Bug #5871

regexp \W matches some word characters when inside a case-insensitive character class

Added by Gareth Adams over 2 years ago. Updated over 2 years ago.

[ruby-core:42003]
Status:Rejected
Priority:Normal
Assignee:-
Category:-
Target version:-
ruby -v:ruby 1.9.2p290 (2011-07-09 revision 32553) [x86_64-darwin10.8.0] Backport:

Description

=begin
The following replacement, which should do nothing, has removed the upper- and lower-case "K"s and "S"s from the result:

> "ABCDEFGHIJKLMNOPQRSTUVWXYZabcdefghijklmnopqrstuvwxyz".gsub(/[\W]/i,"")
=> "ABCDEFGHIJLMNOPQRTUVWXYZabcdefghijlmnopqrtuvwxyz"

The result is correct (the same as the input string) if I remove either the character class:

> "ABCDEFGHIJKLMNOPQRSTUVWXYZabcdefghijklmnopqrstuvwxyz".gsub(/\W/i,"")
=> "ABCDEFGHIJKLMNOPQRSTUVWXYZabcdefghijklmnopqrstuvwxyz" 

or the case insensitive flag:

> "ABCDEFGHIJKLMNOPQRSTUVWXYZabcdefghijklmnopqrstuvwxyz".gsub(/[\W]/,"")
=> "ABCDEFGHIJKLMNOPQRSTUVWXYZabcdefghijklmnopqrstuvwxyz"

This has been observed in two separate ruby 1.9 installs:

  • ruby 1.9.2p290 (2011-07-09 revision 32553) [x86_64-darwin10.8.0]
  • ruby 1.9.3p0 (2011-10-30 revision 33570) [x86_64-darwin11.2.0]

but works correctly in 1.8
=end


Related issues

Duplicates ruby-trunk - Bug #4044: Regex matching errors when using \W character class and /... Feedback 11/11/2010

History

#1 Updated by Gareth Adams over 2 years ago

=begin
As a simpler test case:

> "ABCDEFGHIJKLMNOPQRSTUVWXYZabcdefghijklmnopqrstuvwxyz".scan /[\W]/i
=> ["K", "S", "k", "s"] # should be []

=end

#2 Updated by Gareth Adams over 2 years ago

I've now also seen at least one report that this doesn't affect 1.9.3p0 (win32)

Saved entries

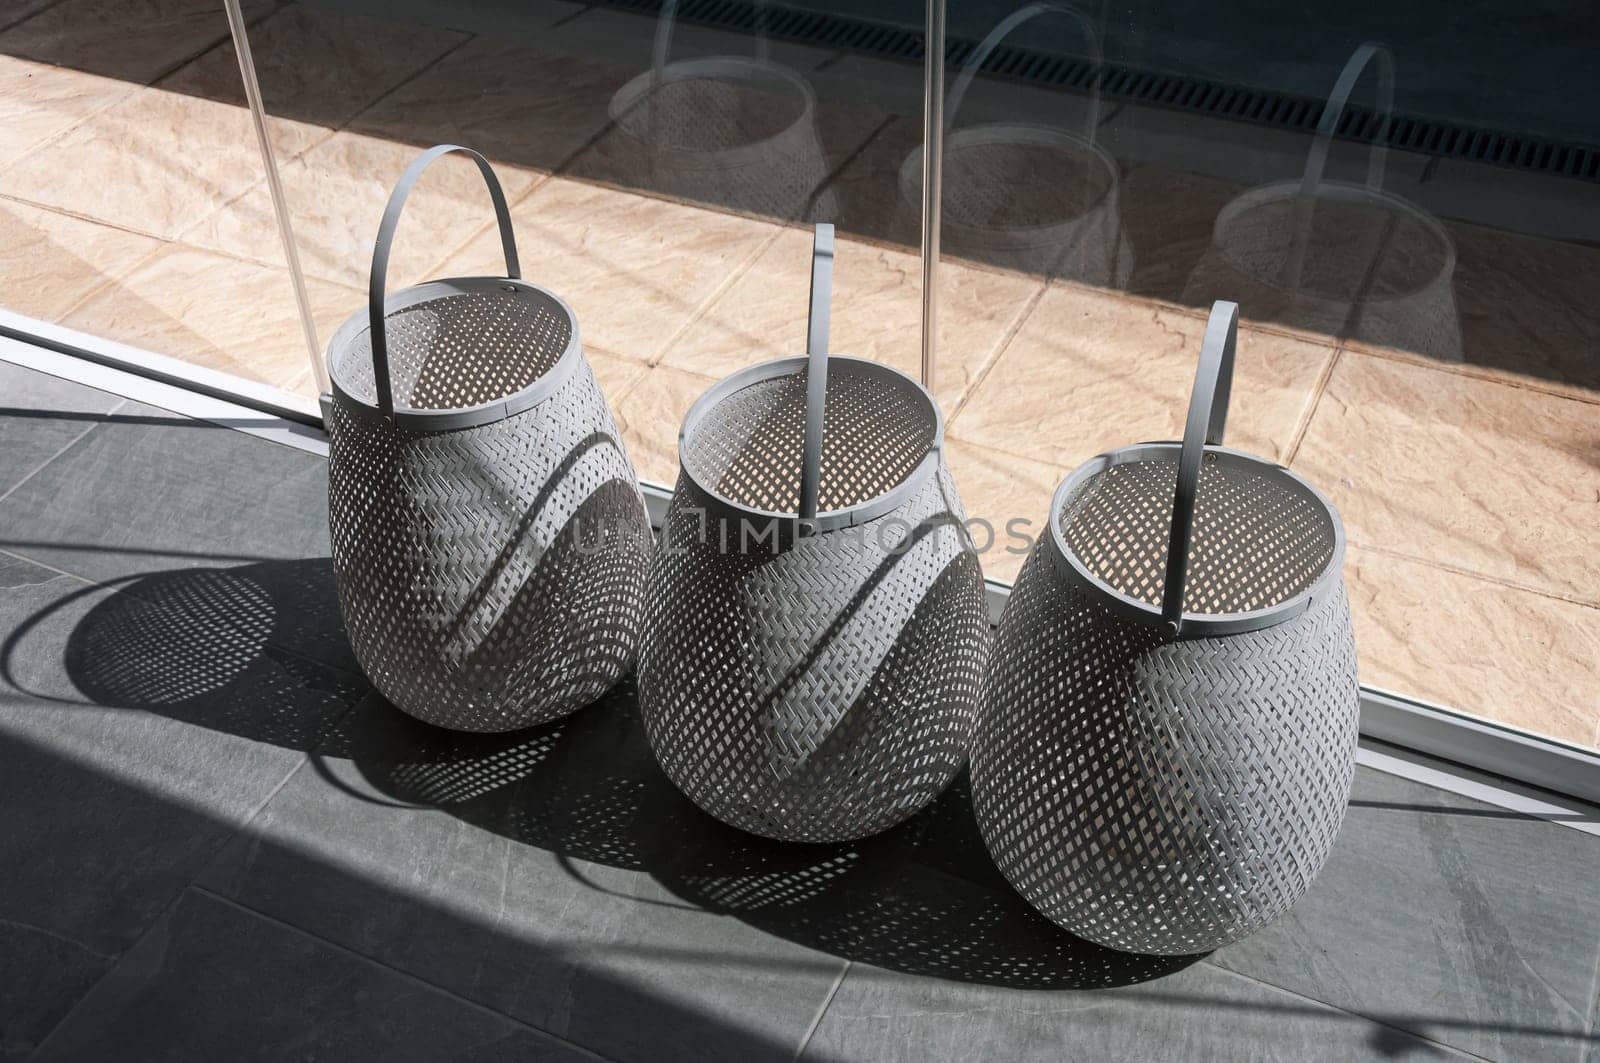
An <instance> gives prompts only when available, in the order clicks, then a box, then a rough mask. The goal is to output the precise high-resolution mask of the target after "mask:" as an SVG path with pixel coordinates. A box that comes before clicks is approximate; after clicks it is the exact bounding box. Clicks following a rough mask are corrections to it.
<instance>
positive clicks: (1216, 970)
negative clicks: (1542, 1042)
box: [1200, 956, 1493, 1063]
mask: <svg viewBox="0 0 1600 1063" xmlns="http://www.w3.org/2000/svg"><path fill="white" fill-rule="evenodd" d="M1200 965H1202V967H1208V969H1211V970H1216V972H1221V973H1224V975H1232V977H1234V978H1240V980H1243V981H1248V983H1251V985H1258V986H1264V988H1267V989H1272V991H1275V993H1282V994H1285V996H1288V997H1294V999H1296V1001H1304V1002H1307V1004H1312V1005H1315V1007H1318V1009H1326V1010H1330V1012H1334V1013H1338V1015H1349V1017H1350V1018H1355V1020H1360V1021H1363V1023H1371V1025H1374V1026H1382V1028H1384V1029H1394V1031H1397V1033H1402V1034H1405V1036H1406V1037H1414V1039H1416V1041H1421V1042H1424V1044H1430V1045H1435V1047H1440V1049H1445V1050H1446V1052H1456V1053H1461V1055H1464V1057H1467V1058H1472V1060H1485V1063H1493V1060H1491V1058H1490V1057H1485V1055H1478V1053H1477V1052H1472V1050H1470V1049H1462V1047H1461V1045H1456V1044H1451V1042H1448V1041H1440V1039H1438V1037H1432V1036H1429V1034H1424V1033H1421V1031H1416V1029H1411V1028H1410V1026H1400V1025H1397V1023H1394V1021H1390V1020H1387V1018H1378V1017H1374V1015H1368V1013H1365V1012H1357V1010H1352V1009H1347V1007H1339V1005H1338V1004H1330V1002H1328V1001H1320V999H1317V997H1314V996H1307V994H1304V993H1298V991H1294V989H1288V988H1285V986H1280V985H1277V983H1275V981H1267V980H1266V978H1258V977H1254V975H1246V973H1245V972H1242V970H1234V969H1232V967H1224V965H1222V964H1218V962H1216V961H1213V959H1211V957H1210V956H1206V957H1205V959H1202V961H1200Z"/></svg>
...
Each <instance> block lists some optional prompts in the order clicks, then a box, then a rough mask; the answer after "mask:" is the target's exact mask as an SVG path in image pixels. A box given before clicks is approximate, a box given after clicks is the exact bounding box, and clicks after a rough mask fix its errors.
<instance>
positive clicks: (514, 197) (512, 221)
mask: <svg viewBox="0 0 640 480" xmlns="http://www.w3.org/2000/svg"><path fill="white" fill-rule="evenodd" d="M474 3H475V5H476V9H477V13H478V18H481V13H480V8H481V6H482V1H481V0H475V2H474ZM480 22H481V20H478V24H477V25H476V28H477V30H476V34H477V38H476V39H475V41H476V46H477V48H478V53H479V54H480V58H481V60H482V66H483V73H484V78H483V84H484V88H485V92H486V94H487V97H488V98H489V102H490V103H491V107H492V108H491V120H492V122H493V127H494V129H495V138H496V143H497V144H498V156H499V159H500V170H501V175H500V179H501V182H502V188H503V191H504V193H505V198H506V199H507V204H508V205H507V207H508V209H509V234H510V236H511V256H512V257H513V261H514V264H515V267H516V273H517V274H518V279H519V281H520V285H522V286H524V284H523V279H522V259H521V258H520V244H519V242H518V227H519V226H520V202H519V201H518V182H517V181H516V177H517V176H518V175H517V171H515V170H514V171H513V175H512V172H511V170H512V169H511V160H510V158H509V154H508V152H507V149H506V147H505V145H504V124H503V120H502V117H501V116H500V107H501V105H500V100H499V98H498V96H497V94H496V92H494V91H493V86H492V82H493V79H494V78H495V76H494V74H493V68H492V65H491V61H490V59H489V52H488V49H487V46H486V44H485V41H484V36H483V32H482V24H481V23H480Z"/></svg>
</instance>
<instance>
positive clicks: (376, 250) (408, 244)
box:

## Your task
Rewrite the stretch of the bug report from "regexp \W matches" through "Updated over 2 years ago.", using "ignore-case" in place of "case-insensitive".

## Answer to this exercise
regexp \W matches some word characters when inside a ignore-case character class

Added by Gareth Adams over 2 years ago. Updated over 2 years ago.